_Goal of the exercise_.
Quote every line of the material below word for word.

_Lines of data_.
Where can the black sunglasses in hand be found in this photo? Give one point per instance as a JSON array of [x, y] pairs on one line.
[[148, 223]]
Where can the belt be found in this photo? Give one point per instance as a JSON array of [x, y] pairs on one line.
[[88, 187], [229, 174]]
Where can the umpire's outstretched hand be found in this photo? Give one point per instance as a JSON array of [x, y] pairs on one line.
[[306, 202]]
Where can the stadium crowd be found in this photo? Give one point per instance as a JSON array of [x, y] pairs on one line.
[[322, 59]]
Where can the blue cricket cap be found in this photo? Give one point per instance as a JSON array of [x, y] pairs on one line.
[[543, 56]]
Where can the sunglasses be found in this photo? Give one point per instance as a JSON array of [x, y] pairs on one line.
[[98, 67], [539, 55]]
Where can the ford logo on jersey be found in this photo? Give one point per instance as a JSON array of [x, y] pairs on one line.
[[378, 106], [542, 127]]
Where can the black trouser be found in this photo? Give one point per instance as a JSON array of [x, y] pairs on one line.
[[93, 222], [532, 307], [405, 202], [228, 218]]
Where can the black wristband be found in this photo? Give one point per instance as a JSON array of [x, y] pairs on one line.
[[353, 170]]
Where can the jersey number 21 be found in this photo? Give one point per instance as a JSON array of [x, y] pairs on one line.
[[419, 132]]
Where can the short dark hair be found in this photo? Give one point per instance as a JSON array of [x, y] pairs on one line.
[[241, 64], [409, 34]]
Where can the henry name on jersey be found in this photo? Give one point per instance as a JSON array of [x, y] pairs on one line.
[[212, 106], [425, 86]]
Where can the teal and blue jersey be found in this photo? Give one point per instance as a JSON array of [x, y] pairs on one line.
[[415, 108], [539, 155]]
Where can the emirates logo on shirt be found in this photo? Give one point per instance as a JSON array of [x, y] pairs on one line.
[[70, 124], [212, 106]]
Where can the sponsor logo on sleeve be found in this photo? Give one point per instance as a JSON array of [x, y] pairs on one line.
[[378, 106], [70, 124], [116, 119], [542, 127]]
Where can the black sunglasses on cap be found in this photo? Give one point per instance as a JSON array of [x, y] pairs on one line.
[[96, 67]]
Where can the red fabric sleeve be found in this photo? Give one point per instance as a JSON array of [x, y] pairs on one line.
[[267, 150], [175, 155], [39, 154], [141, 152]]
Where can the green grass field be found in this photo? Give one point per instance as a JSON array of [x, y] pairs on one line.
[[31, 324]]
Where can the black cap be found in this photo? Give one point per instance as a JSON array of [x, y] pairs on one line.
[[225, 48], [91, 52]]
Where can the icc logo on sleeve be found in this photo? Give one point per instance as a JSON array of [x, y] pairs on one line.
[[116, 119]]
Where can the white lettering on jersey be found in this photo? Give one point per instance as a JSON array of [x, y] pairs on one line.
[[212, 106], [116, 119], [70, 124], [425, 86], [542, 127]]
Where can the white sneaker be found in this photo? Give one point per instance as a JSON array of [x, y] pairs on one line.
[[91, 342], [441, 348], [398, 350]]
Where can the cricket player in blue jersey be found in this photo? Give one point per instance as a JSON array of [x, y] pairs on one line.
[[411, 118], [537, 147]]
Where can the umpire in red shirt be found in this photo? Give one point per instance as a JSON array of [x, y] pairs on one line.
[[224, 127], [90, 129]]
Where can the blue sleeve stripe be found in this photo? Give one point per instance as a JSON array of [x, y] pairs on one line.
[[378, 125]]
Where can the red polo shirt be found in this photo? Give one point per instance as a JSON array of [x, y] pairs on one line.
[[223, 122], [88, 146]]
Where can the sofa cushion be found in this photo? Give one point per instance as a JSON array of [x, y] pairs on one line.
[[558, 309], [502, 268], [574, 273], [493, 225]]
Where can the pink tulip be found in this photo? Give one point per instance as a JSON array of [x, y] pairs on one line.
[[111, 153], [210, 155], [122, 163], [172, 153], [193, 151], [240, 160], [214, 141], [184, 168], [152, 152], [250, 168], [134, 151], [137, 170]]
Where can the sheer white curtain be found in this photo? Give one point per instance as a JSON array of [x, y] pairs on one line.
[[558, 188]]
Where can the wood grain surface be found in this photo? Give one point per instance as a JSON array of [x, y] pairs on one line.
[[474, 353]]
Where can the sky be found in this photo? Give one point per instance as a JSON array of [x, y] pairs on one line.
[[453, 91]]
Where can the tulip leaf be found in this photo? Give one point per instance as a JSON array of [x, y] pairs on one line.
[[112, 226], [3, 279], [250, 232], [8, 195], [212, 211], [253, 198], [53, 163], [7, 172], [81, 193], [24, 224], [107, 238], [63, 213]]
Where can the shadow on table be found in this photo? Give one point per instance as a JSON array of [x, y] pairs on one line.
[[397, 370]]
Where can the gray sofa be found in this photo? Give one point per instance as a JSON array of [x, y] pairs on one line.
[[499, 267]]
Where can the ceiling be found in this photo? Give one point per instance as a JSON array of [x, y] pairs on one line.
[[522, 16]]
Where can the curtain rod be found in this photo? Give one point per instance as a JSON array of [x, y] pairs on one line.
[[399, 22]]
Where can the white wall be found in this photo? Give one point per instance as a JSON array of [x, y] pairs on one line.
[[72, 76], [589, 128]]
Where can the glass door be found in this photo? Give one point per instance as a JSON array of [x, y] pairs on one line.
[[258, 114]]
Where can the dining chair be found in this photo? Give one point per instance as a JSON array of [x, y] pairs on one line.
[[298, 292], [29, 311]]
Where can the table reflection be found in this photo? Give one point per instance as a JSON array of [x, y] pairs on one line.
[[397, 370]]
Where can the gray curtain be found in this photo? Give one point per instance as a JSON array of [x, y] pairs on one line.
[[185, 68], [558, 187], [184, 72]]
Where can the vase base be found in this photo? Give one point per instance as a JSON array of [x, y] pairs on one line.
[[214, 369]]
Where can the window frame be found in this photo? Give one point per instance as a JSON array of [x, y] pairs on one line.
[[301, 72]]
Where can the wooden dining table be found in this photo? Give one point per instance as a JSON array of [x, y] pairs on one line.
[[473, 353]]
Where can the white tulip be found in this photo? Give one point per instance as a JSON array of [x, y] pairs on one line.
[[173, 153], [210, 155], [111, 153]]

_Task solution_.
Where can the black sunglasses in hand be found in this photo? Give one point per instance as a JSON array of [x, y] pairs on one line.
[[148, 223]]
Where can the belt be found in this photo? Give one point per instance as a JSON array of [x, y] pairs on one line.
[[88, 187], [229, 174]]
Where can the umpire's outstretched hand be found in this photo? Give one point per instance as a JSON array of [x, y] pairs on one line.
[[306, 202]]
Where can the stadium crowd be found in this photo? Give one point per instance as a JSON array of [x, y] pairs on one line.
[[322, 59]]
Where can the blue cricket cap be found in this photo? Give one point per instance as a JSON array of [x, y] pairs on one line.
[[543, 56]]
Where can the sunglasses be found in this photo? Give one point per instance as a JSON array of [x, y] pairs on one line.
[[98, 67], [539, 55]]
Where can the ford logo on jersey be found in this photo? Give one point per instance as a JSON array of [x, y] pairs on one line.
[[378, 106], [542, 127]]
Where can the black trouser be found in this photo? Give one point per instance as a JSON array of [x, y] pairs on one line.
[[93, 222], [532, 307], [405, 202], [228, 218]]
Where can the black wristband be found in this photo? Give one point per instance as a JSON array of [x, y] pairs on one line.
[[353, 170]]
Where can the jersey number 21 be found in this photo? Give one point per instance as a JSON array of [x, y] pairs on one line.
[[419, 132]]
Where can the short dark hair be found in this photo? Give one point per instance as a JSON array of [x, y] pairs on one line.
[[241, 64], [409, 34]]
Where can the henry name on jersey be found in this photo? Give one point per instance as a JSON array of [x, y] pairs on one line.
[[212, 106], [425, 86]]
Where can the teal and blue jersey be found in this photo? Give one point per instance as a JSON array of [x, y] pairs on one line.
[[415, 108], [539, 155]]
Where can the emirates logo on shirt be found in this photo? Give one point per instance as a JSON array of [x, y] pairs on one line.
[[70, 124], [212, 106]]
Where can the sponsor logo on sleeve be found in this photo? Give one point per instance as a JSON array of [x, y] pairs on one line.
[[378, 106], [70, 124], [116, 119], [542, 127]]
Where can the black sunglasses on cap be found in this photo? Give one point per instance as a JSON array of [x, y] pairs on one line.
[[96, 67]]
Where can the red fabric sleeve be found in this photo? Give one point per instance as a JSON array of [x, y] pairs on one line.
[[267, 150], [175, 155], [39, 154], [141, 152]]
Where can the green grass field be found in this photo? Give one point per instance as a JSON array of [x, y] pairs on one line.
[[31, 324]]
Where can the black cap be found in this photo? Give one point per instance as a JSON array of [x, y] pairs on one line.
[[225, 48], [91, 52]]
Where can the icc logo on sleeve be found in this photo? Give one point per instance as a JSON array of [x, y] pairs on one line.
[[116, 119]]
Where can the white lettering on jersey be found in this photo? Give one point per instance as a JSON array of [x, y] pairs on one line.
[[212, 106], [116, 119], [70, 124], [425, 86], [542, 127]]
Where can the white sneaker be found in this photo? Give one point per instance as a JSON array of [x, y] pairs on one line.
[[91, 342], [441, 348], [398, 350]]
Where can the cricket player in blue jersey be found in this photo? Give one point per instance as a JSON array of [x, y] pairs on one line.
[[411, 118], [537, 147]]
Where can the umpire in red shirt be found in this photo? Give one point per instance as a JSON array of [x, y] pairs on one line.
[[224, 127], [90, 129]]
Where can the blue sleeve stripe be found in this photo? Give one point per instance as a JSON array of [x, y] pairs on one line.
[[378, 125]]
Where can the red polo shirt be found in this photo? Give one point per instance as a JSON array of [x, y] pairs on one line.
[[223, 122], [88, 146]]
Where can the sofa cushion be found in this photo? Give one point per instance as a JSON array of [x, y] pairs on one line.
[[558, 309], [502, 268], [574, 273], [493, 225]]
Where can the pink tulip be found in this photo? Give one point per instance as a JSON array of [x, y] pairs on one line.
[[111, 153], [210, 155], [122, 163], [172, 153], [193, 151], [240, 160], [214, 141], [184, 168], [152, 152], [250, 168], [134, 151], [137, 170]]
Where can the sheer white curtain be found in this photo? Give one point per instance as a JSON array of [x, y] pairs on one line.
[[558, 188]]
Where can the wood grain surface be found in this photo? Give one point per instance as a JSON array of [x, y] pairs on one line.
[[474, 353]]
Where can the sky be found in this photo? Give one point per instance as a JSON array of [x, y] pairs on one line.
[[453, 91]]
Where can the tulip leaf be found in this photo? Give one point per instance as a JSON array of [x, y] pairs on one line.
[[112, 226], [3, 279], [250, 232], [8, 195], [212, 211], [253, 198], [53, 163], [7, 172], [81, 193], [24, 224], [107, 238], [63, 213]]
Where can the shadow on table be found in this photo? Give one point per instance as a JSON array of [x, y] pairs on one line.
[[397, 370]]
Where can the gray sofa be found in this photo? Give one point per instance as a JSON array of [x, y] pairs on one line.
[[499, 267]]
Where can the ceiling be found in this photo? Give one point per instance as a JSON array of [x, y] pairs on one line.
[[522, 16]]
Where can the curtain rod be found in this photo? Give one point per instance as a JSON array of [x, y] pairs on one line.
[[399, 22]]
Where can the white wall be found in this photo? Give one point per instance as a JSON array of [x, y] pairs on one line.
[[72, 76], [589, 128]]
Where can the glass door be found in this photo? Give one point per instance as a JSON array of [x, y] pairs on one line.
[[258, 114]]
Where can the dining chair be found in this photo? Give one point per instance as a JSON array of [x, y] pairs on one line.
[[298, 292], [29, 311]]
Where can the table reflection be found in this photo? Give one point per instance as a JSON array of [x, y] pairs on one line.
[[397, 370]]
Where can the gray curtain be found in this photo? Give one point per instance as a JSON array of [x, y] pairs on one line.
[[185, 68], [558, 187], [184, 72]]
Where can the vase base be found in this photo? Give one point per instance as a JSON array of [x, y] pairs on one line.
[[214, 369]]
Where can the window frame be found in this photo? Give one point per instance as a JSON array of [x, y] pairs on one line.
[[301, 72]]
Where can the wooden dining table be found in this photo? Give one point per instance as a JSON array of [x, y] pairs on one line.
[[473, 353]]
Where can the white tulip be found in this photo? Give one point per instance as a JSON array of [x, y] pairs on one line.
[[173, 153], [210, 155], [111, 153]]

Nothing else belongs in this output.